Work instruction:
Setting aside any pictures, reproduce the data exactly.

(Image point grounding data)
-*-*-

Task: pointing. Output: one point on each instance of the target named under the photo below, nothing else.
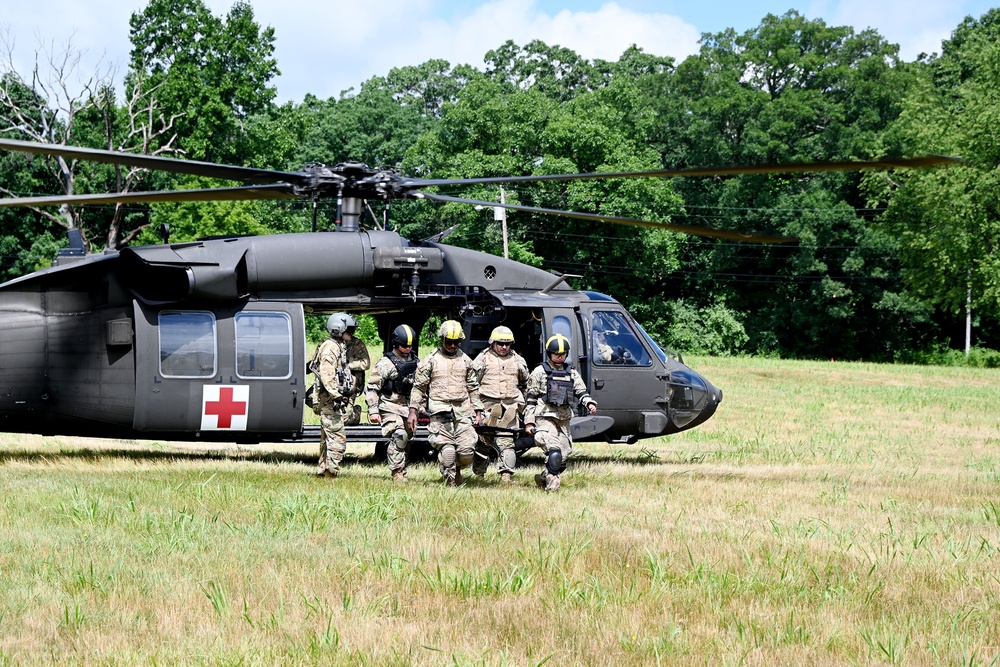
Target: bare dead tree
(146, 130)
(44, 106)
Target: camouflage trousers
(332, 439)
(394, 428)
(499, 444)
(455, 441)
(553, 434)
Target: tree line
(886, 266)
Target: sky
(326, 47)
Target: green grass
(829, 513)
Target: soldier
(502, 375)
(446, 386)
(553, 389)
(388, 397)
(333, 385)
(358, 362)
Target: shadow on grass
(146, 455)
(531, 458)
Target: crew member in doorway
(554, 390)
(502, 375)
(333, 386)
(388, 397)
(446, 387)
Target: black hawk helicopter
(206, 340)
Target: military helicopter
(206, 339)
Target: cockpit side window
(615, 341)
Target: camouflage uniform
(358, 362)
(383, 398)
(501, 380)
(331, 382)
(551, 421)
(446, 386)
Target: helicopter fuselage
(207, 339)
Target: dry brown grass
(829, 514)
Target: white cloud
(333, 50)
(324, 48)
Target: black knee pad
(447, 456)
(554, 463)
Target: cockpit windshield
(652, 343)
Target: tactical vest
(499, 377)
(345, 379)
(559, 385)
(448, 377)
(405, 369)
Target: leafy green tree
(789, 90)
(212, 73)
(518, 121)
(948, 220)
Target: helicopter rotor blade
(686, 229)
(240, 193)
(922, 162)
(174, 165)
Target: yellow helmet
(557, 344)
(501, 335)
(451, 330)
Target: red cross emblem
(224, 408)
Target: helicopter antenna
(370, 211)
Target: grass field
(830, 513)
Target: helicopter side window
(187, 344)
(615, 342)
(263, 345)
(562, 325)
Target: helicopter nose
(693, 399)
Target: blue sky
(326, 47)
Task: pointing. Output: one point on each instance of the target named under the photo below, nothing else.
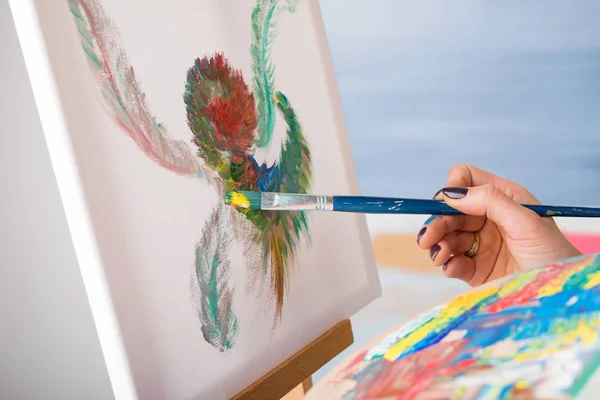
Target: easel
(293, 378)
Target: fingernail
(435, 249)
(436, 193)
(421, 233)
(455, 192)
(431, 219)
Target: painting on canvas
(169, 105)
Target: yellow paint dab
(237, 199)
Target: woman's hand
(512, 238)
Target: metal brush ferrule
(284, 201)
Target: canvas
(534, 335)
(151, 112)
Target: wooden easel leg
(293, 378)
(307, 384)
(299, 391)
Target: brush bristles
(243, 199)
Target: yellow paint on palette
(584, 332)
(555, 285)
(451, 311)
(594, 280)
(237, 199)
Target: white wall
(48, 343)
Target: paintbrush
(374, 205)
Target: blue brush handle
(385, 205)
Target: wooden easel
(293, 378)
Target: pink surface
(586, 243)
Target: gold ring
(474, 247)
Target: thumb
(489, 201)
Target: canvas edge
(64, 165)
(366, 296)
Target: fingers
(491, 202)
(465, 175)
(460, 267)
(436, 228)
(452, 244)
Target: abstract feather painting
(167, 106)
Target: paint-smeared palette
(533, 335)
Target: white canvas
(136, 223)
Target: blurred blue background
(510, 86)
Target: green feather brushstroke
(263, 33)
(279, 232)
(212, 273)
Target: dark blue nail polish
(455, 192)
(421, 233)
(435, 249)
(431, 219)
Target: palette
(532, 335)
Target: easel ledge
(297, 369)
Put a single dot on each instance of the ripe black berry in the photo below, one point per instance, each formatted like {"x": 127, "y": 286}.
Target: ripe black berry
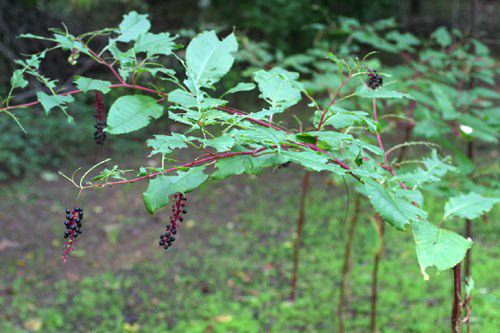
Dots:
{"x": 178, "y": 209}
{"x": 374, "y": 80}
{"x": 99, "y": 134}
{"x": 73, "y": 224}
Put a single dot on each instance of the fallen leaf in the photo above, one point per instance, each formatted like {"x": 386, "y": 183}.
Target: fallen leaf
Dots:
{"x": 33, "y": 324}
{"x": 7, "y": 243}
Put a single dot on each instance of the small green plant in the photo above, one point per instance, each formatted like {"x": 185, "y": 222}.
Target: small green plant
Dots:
{"x": 340, "y": 135}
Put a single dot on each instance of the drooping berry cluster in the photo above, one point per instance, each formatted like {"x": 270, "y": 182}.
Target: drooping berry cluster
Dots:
{"x": 73, "y": 224}
{"x": 374, "y": 80}
{"x": 99, "y": 134}
{"x": 178, "y": 209}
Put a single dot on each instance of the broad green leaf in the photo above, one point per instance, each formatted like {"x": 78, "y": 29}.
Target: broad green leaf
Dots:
{"x": 242, "y": 86}
{"x": 435, "y": 168}
{"x": 69, "y": 43}
{"x": 155, "y": 44}
{"x": 438, "y": 247}
{"x": 220, "y": 144}
{"x": 469, "y": 206}
{"x": 17, "y": 80}
{"x": 260, "y": 135}
{"x": 189, "y": 101}
{"x": 279, "y": 87}
{"x": 132, "y": 112}
{"x": 164, "y": 144}
{"x": 132, "y": 26}
{"x": 442, "y": 36}
{"x": 240, "y": 164}
{"x": 330, "y": 137}
{"x": 312, "y": 161}
{"x": 161, "y": 187}
{"x": 392, "y": 205}
{"x": 54, "y": 101}
{"x": 86, "y": 84}
{"x": 208, "y": 59}
{"x": 366, "y": 92}
{"x": 340, "y": 118}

-*-*-

Written response:
Task: pointing. Output: one point on each instance of the target named under the photo below, nothing else.
Target: bare dead tree
(146, 130)
(44, 106)
Target: camouflage trousers
(332, 439)
(394, 428)
(499, 444)
(455, 441)
(553, 434)
Target: tree line
(886, 266)
Target: sky
(326, 47)
Target: green grass
(829, 513)
Target: soldier
(502, 375)
(446, 386)
(553, 389)
(388, 397)
(333, 385)
(358, 362)
Target: shadow on grass
(146, 455)
(531, 458)
Target: crew member in doorway
(554, 390)
(502, 375)
(333, 386)
(388, 397)
(446, 387)
Target: black hawk helicopter
(206, 340)
Target: military helicopter
(206, 339)
Target: cockpit side window
(615, 341)
Target: camouflage uniform
(358, 362)
(383, 398)
(501, 380)
(331, 382)
(551, 421)
(446, 386)
Target: helicopter fuselage
(207, 339)
Target: dry brown grass
(829, 514)
Target: white cloud
(333, 50)
(324, 48)
Target: black knee pad
(447, 456)
(554, 463)
Target: cockpit windshield
(652, 343)
Target: tactical vest
(499, 377)
(345, 379)
(559, 385)
(448, 377)
(405, 369)
Target: leafy green tree
(789, 90)
(212, 73)
(518, 121)
(948, 220)
Target: helicopter rotor blade
(686, 229)
(240, 193)
(922, 162)
(174, 165)
Target: yellow helmet
(557, 344)
(501, 335)
(451, 330)
Target: red cross emblem
(224, 408)
Target: helicopter antenna
(370, 211)
Target: grass field
(830, 513)
Target: helicopter side window
(187, 344)
(615, 342)
(263, 345)
(562, 325)
Target: helicopter nose
(693, 399)
Target: blue sky
(326, 47)
Task: pointing. Output: one point on each instance of the target named under the photo below, nothing else.
Target: easel
(293, 378)
Target: fingernail
(435, 249)
(436, 193)
(421, 233)
(455, 192)
(431, 219)
Target: painting on canvas
(169, 105)
Target: yellow paint dab
(237, 199)
Target: woman's hand
(512, 238)
Target: metal brush ferrule
(284, 201)
Target: canvas
(534, 335)
(151, 112)
Target: wooden easel leg
(293, 378)
(307, 384)
(299, 391)
Target: brush bristles
(243, 199)
Target: yellow paint on palette
(584, 332)
(555, 285)
(451, 311)
(594, 280)
(237, 199)
Target: white wall
(48, 343)
Target: paintbrush
(374, 205)
Target: blue brush handle
(385, 205)
Target: wooden easel
(293, 378)
Target: pink surface
(586, 243)
Target: gold ring
(474, 247)
Target: thumb
(489, 201)
Target: canvas edge
(64, 165)
(366, 296)
Target: fingers
(491, 202)
(465, 175)
(460, 267)
(436, 228)
(452, 244)
Target: abstract feather painting
(167, 106)
Target: paint-smeared palette
(533, 335)
Target: white canvas
(136, 223)
Target: blurred blue background
(510, 86)
Target: green feather brushstroke
(263, 33)
(279, 232)
(212, 273)
Target: dark blue nail polish
(455, 192)
(421, 233)
(435, 249)
(431, 219)
Target: palette
(532, 335)
Target: easel ledge
(297, 369)
Put a single dot on each instance of the ripe black berry in the photo below, one point per instance, each formatted like {"x": 127, "y": 286}.
Target: ripe black berry
Dots:
{"x": 178, "y": 209}
{"x": 374, "y": 80}
{"x": 99, "y": 134}
{"x": 73, "y": 224}
Put a single dot on each instance of the fallen leaf in the photo above, one point per instance, each formatted like {"x": 386, "y": 183}.
Target: fallen leaf
Dots:
{"x": 33, "y": 324}
{"x": 7, "y": 243}
Put a single dot on each instance of the small green plant in the photo above, one point per instance, each formatted like {"x": 185, "y": 222}.
Target: small green plant
Dots:
{"x": 340, "y": 135}
Put a single dot on each instance of the drooping berry cluster in the photo above, one point per instance, each formatted like {"x": 270, "y": 182}.
Target: drooping berry cluster
Dots:
{"x": 73, "y": 224}
{"x": 374, "y": 80}
{"x": 99, "y": 134}
{"x": 178, "y": 209}
Put a single dot on each instance of the broad green leaf in the photo above, one point per instance, each formatted like {"x": 78, "y": 29}.
Target: broad green leaf
Dots:
{"x": 242, "y": 86}
{"x": 435, "y": 168}
{"x": 69, "y": 43}
{"x": 155, "y": 44}
{"x": 438, "y": 247}
{"x": 220, "y": 144}
{"x": 469, "y": 206}
{"x": 17, "y": 80}
{"x": 260, "y": 135}
{"x": 189, "y": 101}
{"x": 279, "y": 87}
{"x": 132, "y": 112}
{"x": 164, "y": 144}
{"x": 132, "y": 26}
{"x": 442, "y": 36}
{"x": 240, "y": 164}
{"x": 330, "y": 137}
{"x": 312, "y": 161}
{"x": 161, "y": 187}
{"x": 392, "y": 205}
{"x": 54, "y": 101}
{"x": 86, "y": 84}
{"x": 208, "y": 59}
{"x": 366, "y": 92}
{"x": 340, "y": 118}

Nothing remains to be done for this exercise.